TASK DESCRIPTION: Reproduce the entries below line for line, changing nothing.

(Entries from a pointing dataset)
::::

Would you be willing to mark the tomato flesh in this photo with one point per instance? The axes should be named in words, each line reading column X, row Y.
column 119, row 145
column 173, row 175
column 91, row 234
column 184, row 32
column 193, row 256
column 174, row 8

::::

TASK SOLUTION:
Would you be willing to mark the tomato flesh in this photo with one point per instance? The axes should be named in words, each line reading column X, row Y.
column 119, row 145
column 173, row 175
column 91, row 234
column 184, row 32
column 193, row 256
column 174, row 8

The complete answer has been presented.